▶ WHAT YOU SHOULD DO
Reproduce, unchanged, the lines of the listing below, starting at the line that contains "of the overcast" and ending at the line that contains "column 34, row 492", with both of those lines included.
# start of EXERCISE INPUTS
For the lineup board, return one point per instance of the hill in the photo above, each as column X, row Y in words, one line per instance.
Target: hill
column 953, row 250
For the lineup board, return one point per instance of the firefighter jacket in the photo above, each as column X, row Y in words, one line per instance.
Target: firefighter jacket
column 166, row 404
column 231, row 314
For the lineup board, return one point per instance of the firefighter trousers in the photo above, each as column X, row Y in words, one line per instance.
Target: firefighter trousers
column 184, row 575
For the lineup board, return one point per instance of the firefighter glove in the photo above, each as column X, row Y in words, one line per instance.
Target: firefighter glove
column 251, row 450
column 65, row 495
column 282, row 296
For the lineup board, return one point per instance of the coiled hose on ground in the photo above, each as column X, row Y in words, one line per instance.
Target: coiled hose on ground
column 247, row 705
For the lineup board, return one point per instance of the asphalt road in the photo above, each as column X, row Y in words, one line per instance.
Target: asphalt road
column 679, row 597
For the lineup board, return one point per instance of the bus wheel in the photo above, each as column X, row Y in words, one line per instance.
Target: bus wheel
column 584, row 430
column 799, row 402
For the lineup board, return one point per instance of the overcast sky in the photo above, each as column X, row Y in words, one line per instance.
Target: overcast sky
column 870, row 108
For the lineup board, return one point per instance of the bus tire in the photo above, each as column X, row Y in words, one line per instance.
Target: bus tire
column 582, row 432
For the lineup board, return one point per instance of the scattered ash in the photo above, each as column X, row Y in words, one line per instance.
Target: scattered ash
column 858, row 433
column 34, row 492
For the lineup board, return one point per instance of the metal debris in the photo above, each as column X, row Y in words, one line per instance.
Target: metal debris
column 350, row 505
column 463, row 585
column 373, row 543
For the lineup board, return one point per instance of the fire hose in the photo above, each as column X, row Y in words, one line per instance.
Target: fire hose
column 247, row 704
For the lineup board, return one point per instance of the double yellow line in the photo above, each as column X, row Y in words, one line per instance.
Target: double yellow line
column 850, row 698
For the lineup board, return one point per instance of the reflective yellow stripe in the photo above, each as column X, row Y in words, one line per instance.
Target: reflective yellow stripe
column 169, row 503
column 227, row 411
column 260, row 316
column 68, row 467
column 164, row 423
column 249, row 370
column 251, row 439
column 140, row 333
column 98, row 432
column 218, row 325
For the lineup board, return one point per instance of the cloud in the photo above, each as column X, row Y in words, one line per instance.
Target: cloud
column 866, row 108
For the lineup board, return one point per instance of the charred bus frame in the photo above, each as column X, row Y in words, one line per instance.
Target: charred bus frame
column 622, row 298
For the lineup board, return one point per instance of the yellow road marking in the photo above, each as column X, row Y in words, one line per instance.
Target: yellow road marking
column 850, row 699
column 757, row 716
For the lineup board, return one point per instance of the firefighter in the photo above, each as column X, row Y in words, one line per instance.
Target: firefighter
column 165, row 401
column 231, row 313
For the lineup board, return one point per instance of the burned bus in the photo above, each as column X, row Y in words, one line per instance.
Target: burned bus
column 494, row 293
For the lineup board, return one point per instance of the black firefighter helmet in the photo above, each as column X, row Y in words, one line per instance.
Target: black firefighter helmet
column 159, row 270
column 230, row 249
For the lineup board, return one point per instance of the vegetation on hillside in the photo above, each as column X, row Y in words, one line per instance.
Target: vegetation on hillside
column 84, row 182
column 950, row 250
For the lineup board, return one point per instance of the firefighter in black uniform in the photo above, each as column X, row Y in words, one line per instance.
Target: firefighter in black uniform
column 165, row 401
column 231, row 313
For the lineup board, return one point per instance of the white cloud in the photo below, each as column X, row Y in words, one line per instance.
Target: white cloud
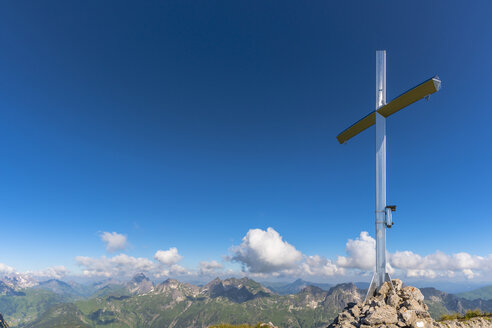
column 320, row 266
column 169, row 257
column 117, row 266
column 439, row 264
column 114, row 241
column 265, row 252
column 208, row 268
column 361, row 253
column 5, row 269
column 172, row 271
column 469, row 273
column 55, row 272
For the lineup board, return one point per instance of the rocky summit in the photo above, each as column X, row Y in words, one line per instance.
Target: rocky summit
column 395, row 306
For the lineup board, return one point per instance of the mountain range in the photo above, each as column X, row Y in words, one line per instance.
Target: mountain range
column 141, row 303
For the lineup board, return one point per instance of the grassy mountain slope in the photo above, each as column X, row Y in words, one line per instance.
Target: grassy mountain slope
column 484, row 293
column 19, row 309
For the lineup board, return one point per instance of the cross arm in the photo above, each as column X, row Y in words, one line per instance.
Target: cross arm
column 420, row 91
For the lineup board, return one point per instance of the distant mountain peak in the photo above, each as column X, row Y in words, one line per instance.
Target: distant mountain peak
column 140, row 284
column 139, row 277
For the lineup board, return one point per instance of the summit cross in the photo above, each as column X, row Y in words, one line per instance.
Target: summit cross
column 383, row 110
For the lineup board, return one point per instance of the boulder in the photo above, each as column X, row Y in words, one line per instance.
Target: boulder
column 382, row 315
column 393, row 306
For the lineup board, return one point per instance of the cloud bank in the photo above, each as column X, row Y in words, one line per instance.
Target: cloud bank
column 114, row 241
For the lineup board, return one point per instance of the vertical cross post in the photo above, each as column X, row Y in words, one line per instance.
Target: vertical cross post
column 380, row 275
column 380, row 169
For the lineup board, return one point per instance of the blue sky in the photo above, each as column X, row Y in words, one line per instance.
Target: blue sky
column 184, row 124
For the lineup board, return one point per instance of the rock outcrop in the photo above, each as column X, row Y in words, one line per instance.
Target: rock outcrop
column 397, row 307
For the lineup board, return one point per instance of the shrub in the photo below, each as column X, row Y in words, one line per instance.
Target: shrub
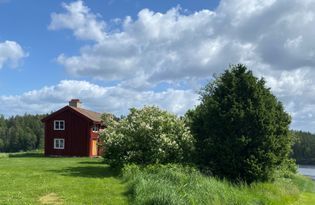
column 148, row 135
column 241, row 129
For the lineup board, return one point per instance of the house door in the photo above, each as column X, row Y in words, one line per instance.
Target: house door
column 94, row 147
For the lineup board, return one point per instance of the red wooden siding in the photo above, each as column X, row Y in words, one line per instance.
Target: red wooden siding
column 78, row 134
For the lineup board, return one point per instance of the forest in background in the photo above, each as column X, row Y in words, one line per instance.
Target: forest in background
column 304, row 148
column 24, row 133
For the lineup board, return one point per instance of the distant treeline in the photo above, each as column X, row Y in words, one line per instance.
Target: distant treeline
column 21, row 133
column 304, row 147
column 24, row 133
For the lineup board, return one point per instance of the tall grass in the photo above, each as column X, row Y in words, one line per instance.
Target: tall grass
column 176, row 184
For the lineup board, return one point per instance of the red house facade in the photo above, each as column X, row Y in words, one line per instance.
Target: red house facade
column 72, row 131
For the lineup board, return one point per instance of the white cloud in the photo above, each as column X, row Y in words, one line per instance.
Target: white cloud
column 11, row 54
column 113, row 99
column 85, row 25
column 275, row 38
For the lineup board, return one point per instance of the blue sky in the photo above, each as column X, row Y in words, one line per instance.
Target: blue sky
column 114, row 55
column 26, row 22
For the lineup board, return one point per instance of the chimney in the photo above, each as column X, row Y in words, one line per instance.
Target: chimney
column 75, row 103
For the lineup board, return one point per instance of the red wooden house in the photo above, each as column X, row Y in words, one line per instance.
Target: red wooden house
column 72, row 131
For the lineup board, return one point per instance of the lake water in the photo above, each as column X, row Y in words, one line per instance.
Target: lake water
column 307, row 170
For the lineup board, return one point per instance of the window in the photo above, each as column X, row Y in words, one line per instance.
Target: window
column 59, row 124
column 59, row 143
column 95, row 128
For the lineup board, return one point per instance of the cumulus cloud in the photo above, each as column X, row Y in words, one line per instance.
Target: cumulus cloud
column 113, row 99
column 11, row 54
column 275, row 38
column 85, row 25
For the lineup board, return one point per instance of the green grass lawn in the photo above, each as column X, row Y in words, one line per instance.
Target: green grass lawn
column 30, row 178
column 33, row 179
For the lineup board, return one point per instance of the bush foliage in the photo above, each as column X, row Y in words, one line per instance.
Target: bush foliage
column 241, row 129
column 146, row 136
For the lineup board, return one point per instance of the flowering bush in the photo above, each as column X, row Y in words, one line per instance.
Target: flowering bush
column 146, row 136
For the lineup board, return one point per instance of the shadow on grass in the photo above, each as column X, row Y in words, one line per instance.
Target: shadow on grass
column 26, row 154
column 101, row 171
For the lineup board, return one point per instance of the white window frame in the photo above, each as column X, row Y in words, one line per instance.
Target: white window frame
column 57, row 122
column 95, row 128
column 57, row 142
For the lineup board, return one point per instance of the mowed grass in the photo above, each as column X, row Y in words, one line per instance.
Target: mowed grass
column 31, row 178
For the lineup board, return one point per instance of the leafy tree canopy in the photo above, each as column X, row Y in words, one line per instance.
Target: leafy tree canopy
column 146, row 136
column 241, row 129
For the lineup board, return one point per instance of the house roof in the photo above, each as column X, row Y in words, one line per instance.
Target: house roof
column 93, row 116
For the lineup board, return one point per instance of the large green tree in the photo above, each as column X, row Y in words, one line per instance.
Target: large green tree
# end of EXERCISE INPUTS
▶ FINISHED EXERCISE
For the lineup board, return one point per instance of the overcast sky in the photo above, each as column X, row Y in words, one line per instance.
Target: overcast sky
column 870, row 108
For the lineup board, return one point per instance of the bus tire in the photo above, each as column X, row Y in words, one line per instance.
Target: bus tire
column 582, row 432
For the lineup board, return one point per instance of the scattered ash in the photo above, each as column X, row Y in words, one line per instance.
Target: scattered ash
column 858, row 433
column 34, row 492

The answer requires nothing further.